TASK BRIEF ▸ Make a verbatim copy of the entries below; pictures stay out.

[Point annotations for photos]
begin

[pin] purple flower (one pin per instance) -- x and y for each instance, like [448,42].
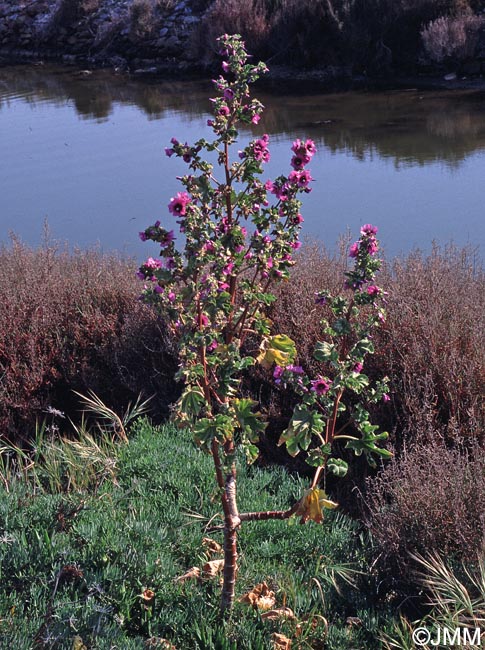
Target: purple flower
[368,229]
[320,385]
[178,204]
[152,264]
[167,239]
[320,298]
[277,374]
[354,249]
[373,290]
[372,245]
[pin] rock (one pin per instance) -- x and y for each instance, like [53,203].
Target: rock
[471,67]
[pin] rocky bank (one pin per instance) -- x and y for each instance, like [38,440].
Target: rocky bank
[136,34]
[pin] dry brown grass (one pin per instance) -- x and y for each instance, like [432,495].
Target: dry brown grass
[72,321]
[427,501]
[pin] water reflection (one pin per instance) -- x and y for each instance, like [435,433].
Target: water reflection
[410,127]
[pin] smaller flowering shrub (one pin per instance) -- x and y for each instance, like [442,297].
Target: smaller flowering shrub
[239,236]
[320,418]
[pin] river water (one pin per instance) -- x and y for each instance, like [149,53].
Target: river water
[84,152]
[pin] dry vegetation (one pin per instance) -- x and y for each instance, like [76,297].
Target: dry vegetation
[72,321]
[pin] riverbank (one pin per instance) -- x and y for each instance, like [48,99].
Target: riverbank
[307,45]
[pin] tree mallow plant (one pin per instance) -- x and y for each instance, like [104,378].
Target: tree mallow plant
[239,235]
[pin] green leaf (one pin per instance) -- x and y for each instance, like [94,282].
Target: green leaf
[325,351]
[249,422]
[191,401]
[279,349]
[337,467]
[303,425]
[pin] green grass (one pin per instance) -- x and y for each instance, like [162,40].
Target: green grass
[76,563]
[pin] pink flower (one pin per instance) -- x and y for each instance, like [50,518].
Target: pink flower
[320,385]
[298,162]
[373,290]
[368,229]
[354,249]
[372,246]
[296,370]
[178,204]
[277,374]
[153,264]
[260,148]
[167,239]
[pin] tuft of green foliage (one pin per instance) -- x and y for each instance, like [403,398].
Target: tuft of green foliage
[103,567]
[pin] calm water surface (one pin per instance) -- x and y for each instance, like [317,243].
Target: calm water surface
[85,152]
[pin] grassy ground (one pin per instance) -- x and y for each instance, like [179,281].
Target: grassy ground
[78,556]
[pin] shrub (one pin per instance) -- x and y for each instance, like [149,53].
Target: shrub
[245,17]
[142,18]
[426,502]
[72,321]
[452,36]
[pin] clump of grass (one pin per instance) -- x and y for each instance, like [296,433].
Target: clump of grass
[72,321]
[426,501]
[104,566]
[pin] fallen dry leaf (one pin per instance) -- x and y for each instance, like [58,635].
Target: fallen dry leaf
[212,569]
[281,642]
[314,622]
[192,574]
[211,545]
[147,595]
[276,614]
[260,597]
[157,642]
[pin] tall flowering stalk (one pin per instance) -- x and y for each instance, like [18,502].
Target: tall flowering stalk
[239,234]
[321,418]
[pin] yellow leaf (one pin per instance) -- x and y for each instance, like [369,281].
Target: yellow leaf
[312,503]
[260,597]
[211,545]
[192,574]
[281,642]
[78,643]
[276,614]
[212,569]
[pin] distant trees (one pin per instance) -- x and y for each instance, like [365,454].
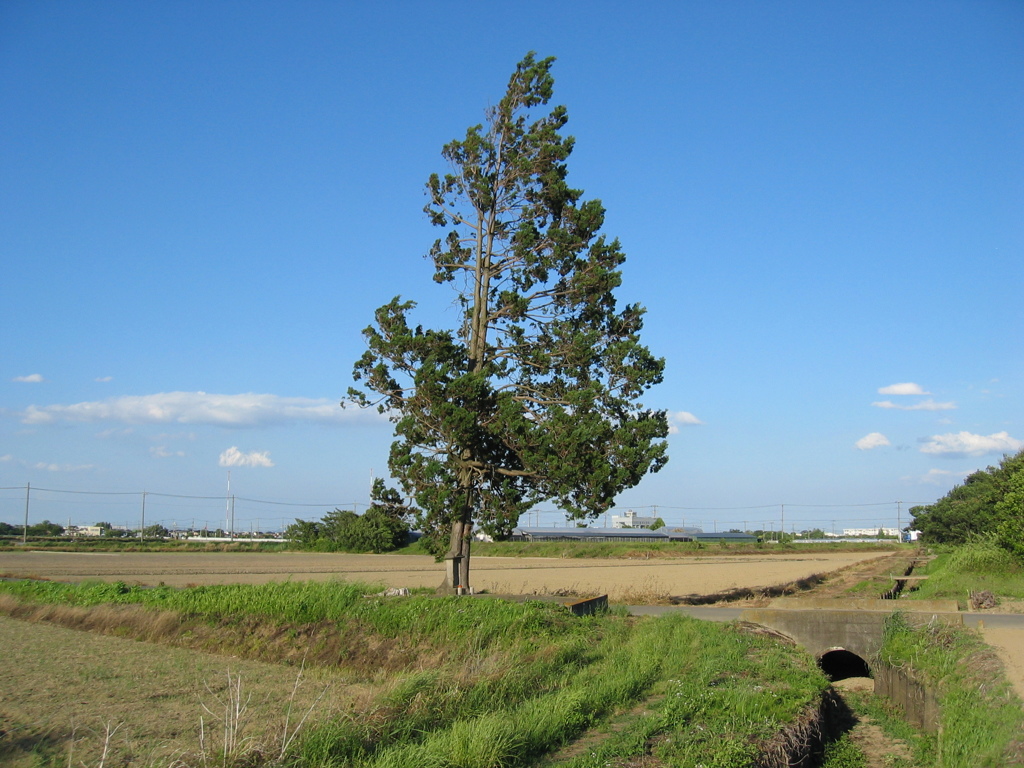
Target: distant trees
[383,527]
[990,502]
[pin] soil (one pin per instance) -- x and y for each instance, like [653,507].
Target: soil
[624,581]
[1009,646]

end

WRITTEN ANSWER ▸
[pin] purple flower (one pin per instance) -- x and y for each instance, like [448,42].
Target: purple flower
[368,229]
[320,385]
[178,204]
[152,264]
[167,239]
[320,298]
[277,374]
[354,249]
[373,290]
[372,245]
[pin] rock (one pin per instance) -- x and y for each instance, like [53,203].
Target: rock
[471,67]
[pin] rocky bank (one pin per instance) -- x and y for each instance, like [38,440].
Target: rocky bank
[136,34]
[pin] dry brown grass (one pin per instance) -- x and y for each instance, like [432,495].
Target: dry brown grass
[72,321]
[427,501]
[pin] water reflection (one pin per instance) -- x and y for each instance, like [435,433].
Target: water reflection
[410,127]
[pin] smaller flowering shrub (one pin per instance) -- x and y for each instance, like [442,297].
Target: smaller flowering shrub
[239,236]
[320,418]
[pin] river water (one pin per instance) -- x and y for each instance, like [149,53].
Target: river water
[84,152]
[pin] dry vegetation (one pin per instance) -- x and y for each instance, like [76,297].
Target: dry vegetation
[72,321]
[pin] riverbank (one pin per instance) -- x and y for each instance, like [48,99].
Target: riverbank
[307,45]
[pin] tree mallow plant (one pin per instance) -- x and y for each instance, like [104,378].
Target: tree mallow plant
[239,235]
[pin] green leaf (one pin per instance) -- x and y for each instance, like [94,282].
Target: green leaf
[325,351]
[249,422]
[191,401]
[279,349]
[337,467]
[303,425]
[pin] green grass (one pin per instance) -- x and y for each instance, like [162,40].
Target: green grass
[76,563]
[pin] pink flower (one pin per instance) -- x and y for each instance, like [50,518].
Target: pink flower
[320,385]
[298,162]
[373,290]
[368,229]
[354,249]
[372,246]
[296,370]
[178,204]
[277,374]
[153,264]
[260,148]
[167,239]
[pin] tuft of green foliage (one pin per instance) -- x and y for each instance, like [403,398].
Target: tuft of green foliage
[103,567]
[pin] calm water surface (one pin per instance) -- x and y for each instance, like [317,243].
Target: calm water surface
[85,152]
[pin] grassy ground (one pin per instance) -- x and y for each instance, like [179,281].
Target: grassy ground
[78,556]
[pin] shrub (one pin per instance) -- x and y for each instance, like [149,53].
Target: shrub
[245,17]
[142,18]
[426,502]
[72,321]
[452,36]
[pin] clump of grass (one pin per instance) -- x and y for each instance, like [296,433].
Target: clump of grass
[72,321]
[426,501]
[104,566]
[pin] fallen dry leaf (one pin per instance) -- x and y for each instance, like [58,635].
Target: fallen dry leaf
[212,569]
[281,642]
[314,622]
[192,574]
[211,545]
[147,595]
[276,614]
[260,597]
[157,642]
[pin] tall flowering stalk (one pin per instance) -- x and y for each instance, like [18,502].
Target: tall flowering stalk
[239,234]
[321,418]
[pin] yellow leaf (one pin per instance) -- x and y for each instance, like [369,281].
Target: yellow leaf
[312,503]
[260,597]
[211,545]
[192,574]
[281,642]
[78,643]
[276,614]
[212,569]
[pin] distant trees (one pin per instance) -- x and y for each instance, like [365,454].
Target: distant trees
[383,527]
[990,502]
[pin] soil (one pin per instance) -- x and y for each instance, like [653,507].
Target: soil
[624,581]
[1009,646]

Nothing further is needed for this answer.